Determine how many lines of the records include "plant", and answer with the number alone.

(Natural language region descriptions)
*** Block opens ***

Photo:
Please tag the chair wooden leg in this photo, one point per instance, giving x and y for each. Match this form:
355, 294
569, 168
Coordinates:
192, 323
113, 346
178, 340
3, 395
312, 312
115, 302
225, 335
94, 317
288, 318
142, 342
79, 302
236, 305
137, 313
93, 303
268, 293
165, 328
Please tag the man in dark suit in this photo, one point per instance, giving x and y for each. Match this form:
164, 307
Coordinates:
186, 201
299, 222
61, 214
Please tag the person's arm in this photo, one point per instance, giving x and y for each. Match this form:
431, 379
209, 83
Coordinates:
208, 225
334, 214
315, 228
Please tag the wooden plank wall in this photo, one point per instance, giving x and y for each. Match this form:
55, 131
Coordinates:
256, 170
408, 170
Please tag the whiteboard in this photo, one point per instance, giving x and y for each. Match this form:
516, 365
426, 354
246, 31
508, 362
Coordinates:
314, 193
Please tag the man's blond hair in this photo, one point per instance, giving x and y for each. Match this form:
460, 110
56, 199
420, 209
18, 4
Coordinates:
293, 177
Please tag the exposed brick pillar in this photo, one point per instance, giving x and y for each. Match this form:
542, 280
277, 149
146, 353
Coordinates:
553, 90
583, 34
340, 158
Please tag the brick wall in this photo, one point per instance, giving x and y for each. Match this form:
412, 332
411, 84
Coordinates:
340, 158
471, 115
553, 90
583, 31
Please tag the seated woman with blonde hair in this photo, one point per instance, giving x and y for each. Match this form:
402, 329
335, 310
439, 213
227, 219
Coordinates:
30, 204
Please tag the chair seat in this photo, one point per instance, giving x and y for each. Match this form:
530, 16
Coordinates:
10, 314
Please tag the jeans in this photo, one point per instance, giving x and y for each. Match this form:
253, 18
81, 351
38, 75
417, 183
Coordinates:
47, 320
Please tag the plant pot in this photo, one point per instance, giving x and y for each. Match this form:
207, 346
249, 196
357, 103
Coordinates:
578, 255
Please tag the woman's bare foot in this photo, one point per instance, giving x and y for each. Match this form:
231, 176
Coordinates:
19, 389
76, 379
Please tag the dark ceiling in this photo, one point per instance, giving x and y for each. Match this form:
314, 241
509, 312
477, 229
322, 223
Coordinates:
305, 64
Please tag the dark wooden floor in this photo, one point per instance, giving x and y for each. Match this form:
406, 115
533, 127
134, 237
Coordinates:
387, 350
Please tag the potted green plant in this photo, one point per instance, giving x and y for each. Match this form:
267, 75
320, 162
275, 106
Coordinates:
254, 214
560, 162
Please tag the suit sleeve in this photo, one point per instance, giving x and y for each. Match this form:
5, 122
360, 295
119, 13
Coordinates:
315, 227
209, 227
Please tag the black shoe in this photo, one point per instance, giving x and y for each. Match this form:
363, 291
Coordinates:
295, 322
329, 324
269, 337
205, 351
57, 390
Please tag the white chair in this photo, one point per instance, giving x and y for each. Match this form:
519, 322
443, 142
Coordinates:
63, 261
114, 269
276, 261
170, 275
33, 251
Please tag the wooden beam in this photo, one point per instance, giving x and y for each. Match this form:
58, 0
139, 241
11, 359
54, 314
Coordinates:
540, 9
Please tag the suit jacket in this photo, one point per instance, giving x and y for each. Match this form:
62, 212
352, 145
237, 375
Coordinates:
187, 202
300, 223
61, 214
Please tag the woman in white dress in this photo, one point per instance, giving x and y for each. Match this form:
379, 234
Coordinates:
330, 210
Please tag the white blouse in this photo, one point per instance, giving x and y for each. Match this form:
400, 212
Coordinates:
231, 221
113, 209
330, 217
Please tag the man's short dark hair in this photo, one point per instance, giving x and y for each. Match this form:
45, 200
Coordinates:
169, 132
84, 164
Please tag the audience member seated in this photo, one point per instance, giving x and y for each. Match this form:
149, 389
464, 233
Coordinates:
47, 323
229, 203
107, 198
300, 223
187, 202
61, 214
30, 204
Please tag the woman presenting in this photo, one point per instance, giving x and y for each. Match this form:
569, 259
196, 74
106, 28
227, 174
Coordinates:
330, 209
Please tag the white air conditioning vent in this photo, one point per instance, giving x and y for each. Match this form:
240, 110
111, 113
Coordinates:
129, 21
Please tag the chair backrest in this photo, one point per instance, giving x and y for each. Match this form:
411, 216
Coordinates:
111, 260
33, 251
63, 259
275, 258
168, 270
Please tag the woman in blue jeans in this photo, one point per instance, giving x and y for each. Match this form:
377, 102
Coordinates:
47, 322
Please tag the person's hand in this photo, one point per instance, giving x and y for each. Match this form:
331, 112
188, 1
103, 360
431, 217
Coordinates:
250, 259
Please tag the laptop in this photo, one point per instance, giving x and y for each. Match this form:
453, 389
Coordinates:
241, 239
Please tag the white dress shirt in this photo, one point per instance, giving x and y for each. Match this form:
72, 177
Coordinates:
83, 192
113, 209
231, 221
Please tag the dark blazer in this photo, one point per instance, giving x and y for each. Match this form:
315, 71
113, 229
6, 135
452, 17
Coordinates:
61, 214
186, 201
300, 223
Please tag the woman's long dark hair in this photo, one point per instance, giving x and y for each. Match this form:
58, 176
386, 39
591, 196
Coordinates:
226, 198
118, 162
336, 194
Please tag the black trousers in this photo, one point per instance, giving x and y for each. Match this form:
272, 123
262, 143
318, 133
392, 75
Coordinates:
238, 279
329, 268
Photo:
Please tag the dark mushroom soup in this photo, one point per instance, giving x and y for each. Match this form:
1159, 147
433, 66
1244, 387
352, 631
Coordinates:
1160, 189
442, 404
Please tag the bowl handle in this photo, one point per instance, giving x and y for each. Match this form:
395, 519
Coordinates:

*** Block closes ***

Task result = 2